DO THIS: Output all entries verbatim. Skip pictures.
(begin)
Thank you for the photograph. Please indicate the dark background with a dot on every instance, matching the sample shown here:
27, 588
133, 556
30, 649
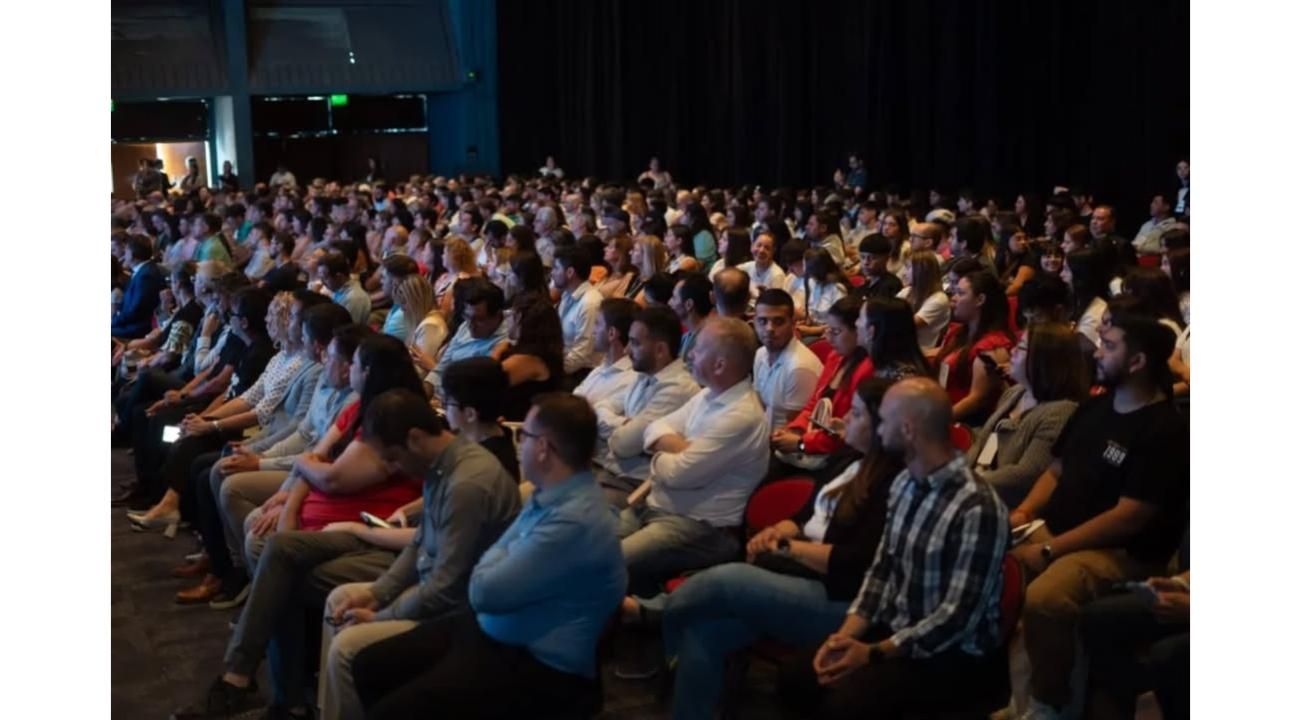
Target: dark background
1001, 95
(end)
SOLUTION FOR THIS TASK:
Thank you for the photograph. Please indicate the dark background with a dot on every instance, matching the sample shown here:
27, 588
133, 556
30, 649
Target: dark background
1001, 95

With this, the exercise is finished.